**Task to complete**.
How many lines of these entries hold the string "instance"? Answer with the number alone.

**Exercise data**.

+--

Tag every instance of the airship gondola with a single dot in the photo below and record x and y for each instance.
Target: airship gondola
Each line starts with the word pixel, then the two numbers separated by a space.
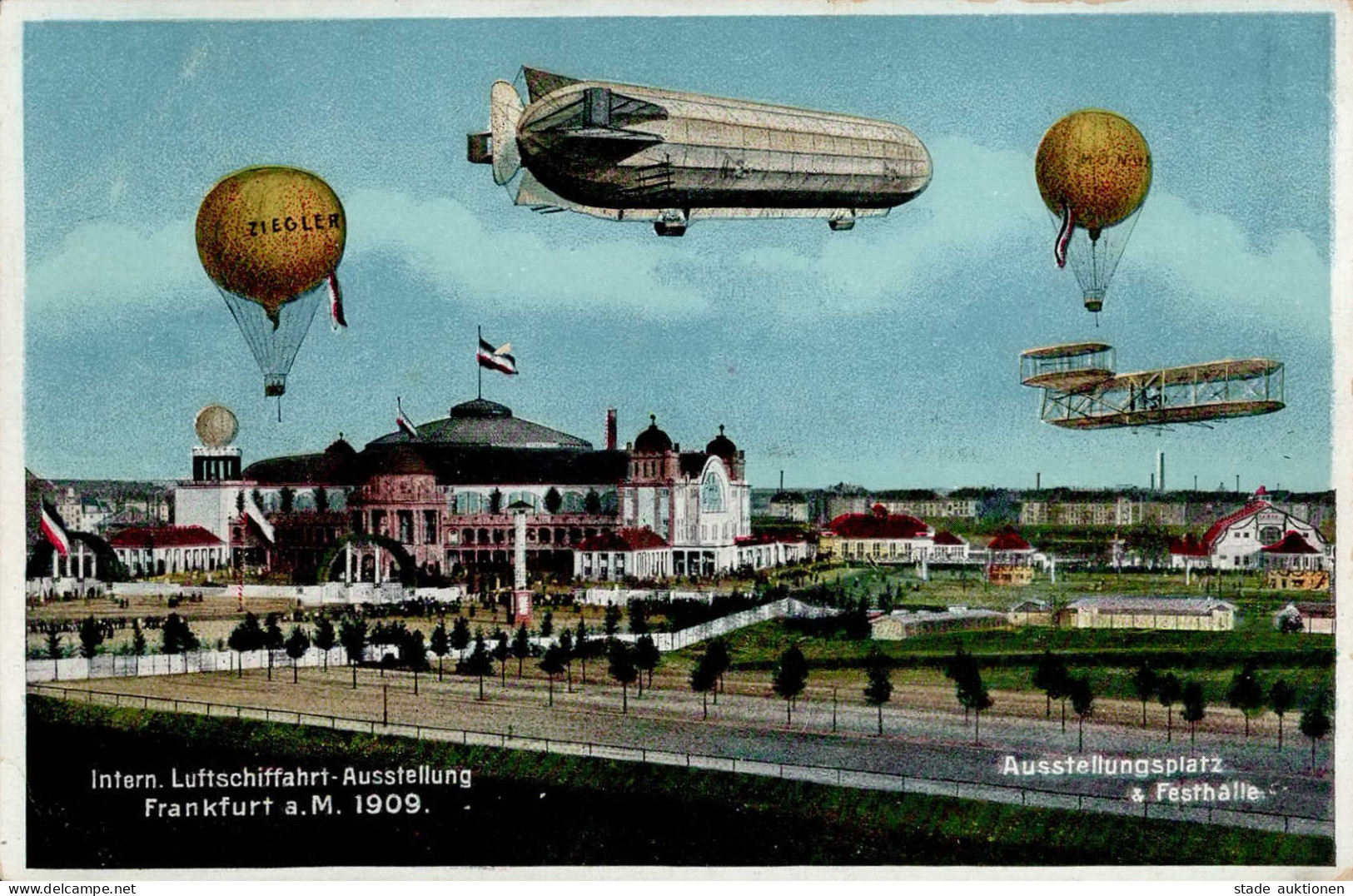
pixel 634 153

+--

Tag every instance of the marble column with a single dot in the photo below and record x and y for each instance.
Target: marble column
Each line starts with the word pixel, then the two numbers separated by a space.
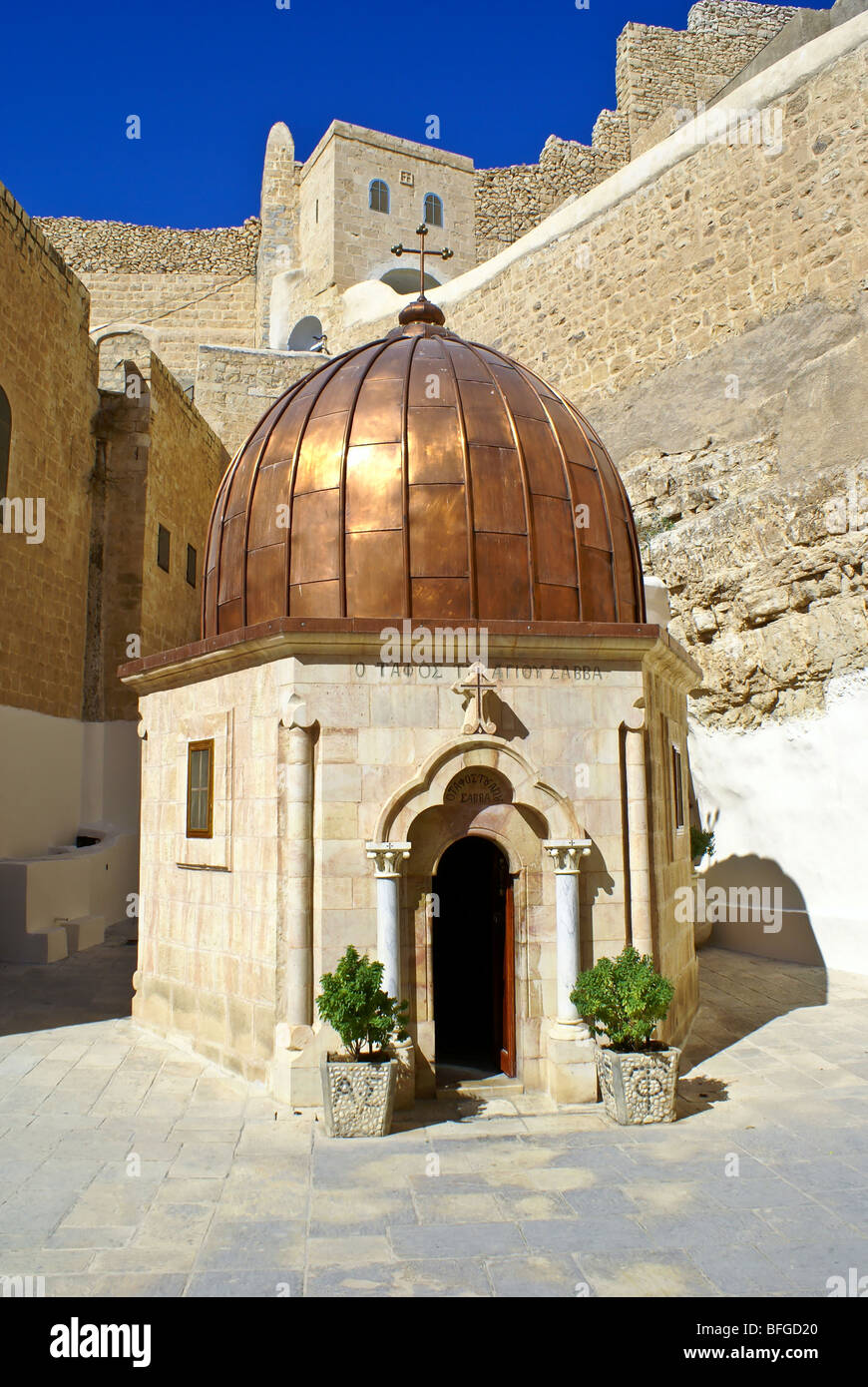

+--

**Answer space**.
2